He defines empathy operationally: understanding the pain, urgency, and fear behind every scan, every data point, every decision. For a company that processes brain imaging data, this is a grounding principle with teeth. The data is not abstract. The person it came from is in a scanner right now, surrounded by frightened family members, waiting for someone to tell them what comes next.

His Lens on AI

"With generative AI, the capabilities have exponentially increased what can be done with the technology... AI is now just a part of medicine that hospitals have adopted."

His Lens on Business

Entrepreneurs building in healthcare need to show that their solution either helps make money or save money - while keeping the patient at the center of the model.

He's explicit that profitability and patient impact are not in tension. In 2025, Viz.ai achieved profitability in its healthcare business while simultaneously accelerating growth in life sciences. The financial result and the mission result arrived together - which suggests that building something genuinely useful for a system under pressure eventually becomes a business, not just a cause.

Career Timeline

Pre-2014

Trains and practices as a neurosurgeon in the UK at Queen Square (National Hospital for Neurology & Neurosurgery) and King's College Hospital. Founds EDUSURG Ltd., an online medical education platform, during residency.

2014

Enrolls in Stanford MBA program and the Stanford Biodesign Medical Innovation Fellowship, relocating from London to Silicon Valley.

2016

Co-founds Viz.ai with David Golan during Stanford MBA program. Eric Schmidt, former CEO of Google and Mansi's Stanford professor, becomes an early backer.

2018

Viz LVO receives first-ever FDA de Novo clearance for a computer-aided triage and notification platform - a regulatory category that didn't exist before Viz.ai created it. Raises $30M Series A.

2019

Raises $50M Series B led by Greenoaks with GV, Kleiner Perkins, CRV, and Threshold Ventures. Expands platform to additional hospital systems.

2021

Raises $71M Series C led by Scale Venture Partners and Insight Partners. Platform grows to majority of top 50 U.S. health systems.

2023

Raises $100M Series D at $1.2B valuation. Named AIMed AI in Healthcare Entrepreneur of the Year. Honored by Goldman Sachs for Entrepreneurship.

2024

Named to TIME100 AI list as an Innovator. Viz.ai named one of Fast Company's 50 Most Innovative Companies. Platform reaches 230M lives covered.
----
What to do:
**a)** Copy out the part of the Viz.ai co-founder profile that opens with the words containing "Career Timeline" and closes with "to Silicon Valley.".
**b)** Continue the Viz.ai co-founder profile from where it stops.

Data excerpt:
----
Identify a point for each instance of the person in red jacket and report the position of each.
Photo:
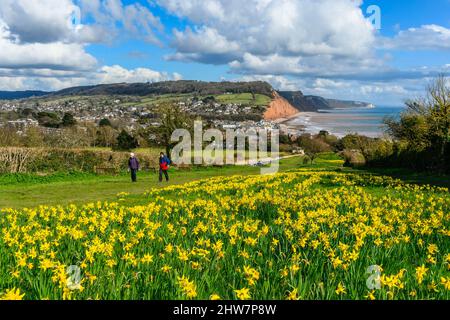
----
Answers by item number:
**a)**
Career Timeline

Pre-2014

Trains and practices as a neurosurgeon in the UK at Queen Square (National Hospital for Neurology & Neurosurgery) and King's College Hospital. Founds EDUSURG Ltd., an online medical education platform, during residency.

2014

Enrolls in Stanford MBA program and the Stanford Biodesign Medical Innovation Fellowship, relocating from London to Silicon Valley.

**b)**
2025

Viz.ai achieves profitability in healthcare business. Launches Viz Oncology, Viz Assist, and Viz Agent Studio. Closes year with record scale and patient impact.

2026

Announces strategic collaboration with Johnson & Johnson for AI-powered Subdural Hemorrhage care. Life sciences business doubles over 18 months.

What Comes After Two Thousand Hospitals

Viz.ai's 2025 launch of Viz Oncology is a signal: the coordination platform built for neurovascular emergencies is generalizable. Cancer care - which involves complex multi-specialty pathways, long diagnostic delays, and critical handoffs between radiologists, oncologists, and surgeons - is structurally similar to stroke care. Different disease, same underlying problem.

The life sciences angle is equally significant. Pharmaceutical companies need to recruit patients for clinical trials. Those patients exist inside the hospital networks Viz.ai already serves. The company's platform, already cleared for clinical decision support, becomes the bridge between drug developers and patient populations. This is not a pivot. It's an extension of the same coordination logic into a new vertical.

Mansi's stated aspiration: make AI-powered care coordination the global standard of care - ensuring that every patient, regardless of geography, gets the right specialist at the right moment. The American hospital system is the proof of concept. International expansion is the next chapter.

With generative AI, the capabilities have exponentially increased what can be done with the technology, and through Viz.ai's work and others', AI is now just a part of medicine that hospitals have adopted.